#### [EXERCISE BRIEF]
Each line of the data has to be retyped exactly as it is.

#### [ENTRIES PROVIDED]
+++++
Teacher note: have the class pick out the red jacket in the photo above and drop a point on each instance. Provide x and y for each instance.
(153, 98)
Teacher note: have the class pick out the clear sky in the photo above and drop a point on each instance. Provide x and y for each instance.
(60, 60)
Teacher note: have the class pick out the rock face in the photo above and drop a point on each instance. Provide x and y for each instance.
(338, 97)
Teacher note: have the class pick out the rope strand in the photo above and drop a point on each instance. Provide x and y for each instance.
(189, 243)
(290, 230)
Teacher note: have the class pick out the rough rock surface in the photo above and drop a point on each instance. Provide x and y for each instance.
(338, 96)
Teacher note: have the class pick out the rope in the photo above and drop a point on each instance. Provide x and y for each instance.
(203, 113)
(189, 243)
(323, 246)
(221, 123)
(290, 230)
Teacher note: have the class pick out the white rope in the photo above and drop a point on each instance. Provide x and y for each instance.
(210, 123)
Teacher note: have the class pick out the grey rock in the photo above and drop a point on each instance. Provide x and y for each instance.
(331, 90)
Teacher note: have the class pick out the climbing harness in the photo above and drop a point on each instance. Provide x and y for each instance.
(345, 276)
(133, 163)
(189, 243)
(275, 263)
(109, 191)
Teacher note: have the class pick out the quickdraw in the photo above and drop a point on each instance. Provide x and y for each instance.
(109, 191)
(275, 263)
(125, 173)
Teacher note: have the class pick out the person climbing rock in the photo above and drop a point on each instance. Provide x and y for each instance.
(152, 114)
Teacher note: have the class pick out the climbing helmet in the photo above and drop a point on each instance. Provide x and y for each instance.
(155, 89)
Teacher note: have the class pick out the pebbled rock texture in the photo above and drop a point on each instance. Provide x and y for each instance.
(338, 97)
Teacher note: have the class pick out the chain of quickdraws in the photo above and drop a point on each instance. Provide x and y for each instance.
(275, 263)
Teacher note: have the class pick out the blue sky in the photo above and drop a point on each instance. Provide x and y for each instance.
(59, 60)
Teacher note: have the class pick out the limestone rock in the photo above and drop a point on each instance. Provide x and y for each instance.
+++++
#### [EXERCISE ANSWER]
Teacher note: have the class pick out the red jacket in the photo above and drop a point on each instance. Provide x and y for each instance.
(153, 98)
Teacher note: have the class pick out the clear sky in the photo above and drop a point on each instance. Provide x and y for each instance.
(60, 60)
Teacher note: have the class pick out the rock face in the photo above and drop a point on each instance. Provide x and y for each instance.
(338, 97)
Teacher note: have the class pick out the rope strand in the photo above and drop a point on each instance. Provide x and y for each instance.
(189, 243)
(290, 230)
Teacher note: have the class pick out the rough rock surface in the photo above and drop a point on each instance. Provide x and y for each instance.
(338, 96)
Teacher note: have the class pick out the rope in the photo above and drop a point on each instance. Provide x and y for each instance.
(203, 113)
(189, 243)
(323, 246)
(221, 123)
(290, 230)
Teacher note: have the class pick out the white rope in the photo above and drop a point on each instance. Provide x and y for each instance.
(210, 123)
Teacher note: have the class pick out the grey rock in the photo above and drop a point on each instance. Provide x and y for each instance.
(331, 90)
Teacher note: have the class pick out the climbing harness in the photo above and drop a point on each instance. Provide x and y for each instance.
(345, 276)
(133, 163)
(189, 243)
(275, 263)
(109, 191)
Teacher note: have the class pick out the quickdraw in the photo above and drop a point on each instance. Provide x and y for each instance.
(109, 191)
(275, 263)
(125, 173)
Teacher note: have the class pick out the person climbing rock in the photo above and drop a point on each instance. Provide x and y for each instance.
(152, 114)
Teacher note: have the class pick out the climbing helmet in the photo above and drop a point on each instance. Provide x and y for each instance.
(155, 89)
Teacher note: have the class pick out the pebbled rock texture in the photo above and drop a point on each instance. Provide x and y for each instance.
(338, 97)
Teacher note: have the class pick out the chain of quickdraws in the photo above and drop a point on each instance. Provide x and y for each instance.
(275, 263)
Teacher note: have the class pick out the blue sky in the photo above and drop a point on each instance. Provide x and y for each instance.
(59, 60)
Teacher note: have the class pick out the limestone rock in the photo above and drop a point on each instance. Provide x and y for each instance.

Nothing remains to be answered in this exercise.